◆ Assignment
Can you repeat the farm news passage word for word, from "Beef and pork" up to and including "Foreign Agricultural Service."?

◆ Passage shown
--------------------
Justin Darisse, a spokesman for the National Council of Farmer Cooperatives, said OSHA provided “some needed flexibility in terms of the compliance deadline, exempting outdoor workers and clarifying that employers were not required to pay for testing,”

But NCFC is still concerned about the way OSHA is "determining which employers are covered and on the lack of clarity with regards to federated co-ops and their local co-op member-owners.” He said the co-ops also wanted OSHA to address the possibility of supply chain disruptions.

In a Sept. 16 letter to Labor Secretary Marty Walsh and Ag Secretary Tom Vilsack, NCFC President and CEO Chuck Conner asked OSHA to “look at facility size, rather than the size of the overall company, as the applicable employee count to trigger” the mandate. He cited the example of a grain elevator that has fewer than a dozen employees and no contact with corporate headquarters.

National Chicken Council spokesman Tom Super said his group was still studying the rule and plans to submit comments on it. Bread

FAO: World food prices reach 10-year high

Rising global demand and lower production for some commodities like wheat and vegetable oil is pushing food prices around the globe to the highest they’ve been in a decade, according to the UN Food and Agriculture Organization.

Beef and pork prices dropped in September – the third consecutive month – as China scaled back purchases. But Canada, Russia and the U.S. are all seeing depressed wheat harvests, and palm oil prices are rising because of labor shortages, the FAO says in its monthly report on global food prices.

Cheese prices are stable, but prices for butter, skim milk powder and whole milk powder are on the rise as buyers try to build up stocks. While total grain production is actually strong, importers are buying up the crops and hoarding them out of concern that prices will continue to rise, FAO says.

Mexico purchases boost US wheat and corn sales

U.S. export sales of wheat and corn were sharply higher in the last week of October, thanks primarily to big purchases by Mexican buyers, according to the latest trade data from USDA’s Foreign Agricultural Service.

FAS reported total net sales of 400,100 metric tons of wheat from Oct. 22-28, a 49% increase from the previous week. Of that total, Mexican buyers purchased 101,400 tons. And U.S. sellers reported sales of more than 1.2 million tons of corn for the week – 666,300 tons of which was sold to Mexico.
--------------------
◆ Source information
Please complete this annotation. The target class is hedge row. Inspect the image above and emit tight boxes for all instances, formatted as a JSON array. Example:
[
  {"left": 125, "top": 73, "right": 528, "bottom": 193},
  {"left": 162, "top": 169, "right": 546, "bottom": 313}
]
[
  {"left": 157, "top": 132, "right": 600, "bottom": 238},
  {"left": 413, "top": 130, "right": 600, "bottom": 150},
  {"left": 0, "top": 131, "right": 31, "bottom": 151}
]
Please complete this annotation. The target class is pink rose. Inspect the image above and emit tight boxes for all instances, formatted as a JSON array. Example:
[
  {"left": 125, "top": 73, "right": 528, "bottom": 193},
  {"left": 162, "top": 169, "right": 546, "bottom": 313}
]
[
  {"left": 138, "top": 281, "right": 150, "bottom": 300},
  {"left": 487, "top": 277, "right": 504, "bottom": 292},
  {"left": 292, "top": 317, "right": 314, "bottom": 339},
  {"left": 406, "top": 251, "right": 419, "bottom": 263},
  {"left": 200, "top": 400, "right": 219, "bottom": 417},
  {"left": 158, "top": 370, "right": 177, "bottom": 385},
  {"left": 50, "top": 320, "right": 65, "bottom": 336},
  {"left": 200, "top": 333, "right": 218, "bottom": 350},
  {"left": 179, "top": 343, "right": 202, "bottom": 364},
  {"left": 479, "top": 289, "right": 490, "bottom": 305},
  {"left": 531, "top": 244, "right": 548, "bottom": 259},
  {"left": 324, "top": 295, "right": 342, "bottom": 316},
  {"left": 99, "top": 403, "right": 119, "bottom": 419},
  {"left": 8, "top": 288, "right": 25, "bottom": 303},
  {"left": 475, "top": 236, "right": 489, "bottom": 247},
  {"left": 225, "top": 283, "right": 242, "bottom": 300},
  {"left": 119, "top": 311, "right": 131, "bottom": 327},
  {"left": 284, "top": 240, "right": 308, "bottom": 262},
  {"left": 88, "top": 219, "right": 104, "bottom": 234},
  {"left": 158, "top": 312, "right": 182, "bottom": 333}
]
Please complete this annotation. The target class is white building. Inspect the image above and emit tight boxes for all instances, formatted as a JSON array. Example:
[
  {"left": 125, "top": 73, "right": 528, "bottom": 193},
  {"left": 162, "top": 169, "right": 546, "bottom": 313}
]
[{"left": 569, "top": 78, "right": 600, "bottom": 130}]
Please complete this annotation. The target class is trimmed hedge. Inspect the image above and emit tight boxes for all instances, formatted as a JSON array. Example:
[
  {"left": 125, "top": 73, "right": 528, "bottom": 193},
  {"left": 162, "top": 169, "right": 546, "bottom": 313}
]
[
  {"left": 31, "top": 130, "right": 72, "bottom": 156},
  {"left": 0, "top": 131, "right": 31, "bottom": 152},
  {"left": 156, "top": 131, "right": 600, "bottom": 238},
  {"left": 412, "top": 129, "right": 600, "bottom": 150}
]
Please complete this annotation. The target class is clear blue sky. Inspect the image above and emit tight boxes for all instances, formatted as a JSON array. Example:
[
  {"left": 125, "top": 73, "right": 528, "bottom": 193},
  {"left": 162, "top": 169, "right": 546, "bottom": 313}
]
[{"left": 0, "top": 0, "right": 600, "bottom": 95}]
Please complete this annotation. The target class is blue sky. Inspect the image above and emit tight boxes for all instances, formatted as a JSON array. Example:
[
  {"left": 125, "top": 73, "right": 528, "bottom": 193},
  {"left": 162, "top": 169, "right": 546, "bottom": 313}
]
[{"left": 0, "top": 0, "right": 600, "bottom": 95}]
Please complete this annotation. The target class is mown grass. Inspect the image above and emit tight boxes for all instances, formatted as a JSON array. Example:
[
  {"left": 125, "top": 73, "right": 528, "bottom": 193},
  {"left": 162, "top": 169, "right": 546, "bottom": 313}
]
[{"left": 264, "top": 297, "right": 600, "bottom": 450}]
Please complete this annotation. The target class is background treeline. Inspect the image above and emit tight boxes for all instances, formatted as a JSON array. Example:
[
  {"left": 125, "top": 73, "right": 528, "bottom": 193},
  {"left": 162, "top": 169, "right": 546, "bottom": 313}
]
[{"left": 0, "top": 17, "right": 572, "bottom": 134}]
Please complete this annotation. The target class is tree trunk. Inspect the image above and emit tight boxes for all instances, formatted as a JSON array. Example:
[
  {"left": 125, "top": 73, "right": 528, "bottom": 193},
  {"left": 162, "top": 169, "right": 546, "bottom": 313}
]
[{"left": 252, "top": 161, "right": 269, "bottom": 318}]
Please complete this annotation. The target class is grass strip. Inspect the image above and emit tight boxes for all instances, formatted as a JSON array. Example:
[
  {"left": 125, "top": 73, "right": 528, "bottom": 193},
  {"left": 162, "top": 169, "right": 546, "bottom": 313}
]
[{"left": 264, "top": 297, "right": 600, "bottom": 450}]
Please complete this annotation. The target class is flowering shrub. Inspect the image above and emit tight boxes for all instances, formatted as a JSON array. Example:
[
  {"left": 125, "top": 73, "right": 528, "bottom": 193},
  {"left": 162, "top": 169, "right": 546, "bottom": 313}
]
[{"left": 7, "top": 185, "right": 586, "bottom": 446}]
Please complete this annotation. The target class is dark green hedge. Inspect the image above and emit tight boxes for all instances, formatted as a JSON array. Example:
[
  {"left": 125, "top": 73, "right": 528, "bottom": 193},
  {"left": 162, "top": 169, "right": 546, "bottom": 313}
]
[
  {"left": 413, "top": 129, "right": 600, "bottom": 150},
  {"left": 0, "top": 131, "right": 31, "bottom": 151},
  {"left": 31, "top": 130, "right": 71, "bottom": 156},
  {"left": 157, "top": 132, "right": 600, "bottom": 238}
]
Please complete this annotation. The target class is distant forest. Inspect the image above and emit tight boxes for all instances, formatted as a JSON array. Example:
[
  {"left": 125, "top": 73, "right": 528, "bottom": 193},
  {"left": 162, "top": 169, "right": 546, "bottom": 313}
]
--------------------
◆ Your solution
Beef and pork prices dropped in September – the third consecutive month – as China scaled back purchases. But Canada, Russia and the U.S. are all seeing depressed wheat harvests, and palm oil prices are rising because of labor shortages, the FAO says in its monthly report on global food prices.

Cheese prices are stable, but prices for butter, skim milk powder and whole milk powder are on the rise as buyers try to build up stocks. While total grain production is actually strong, importers are buying up the crops and hoarding them out of concern that prices will continue to rise, FAO says.

Mexico purchases boost US wheat and corn sales

U.S. export sales of wheat and corn were sharply higher in the last week of October, thanks primarily to big purchases by Mexican buyers, according to the latest trade data from USDA’s Foreign Agricultural Service.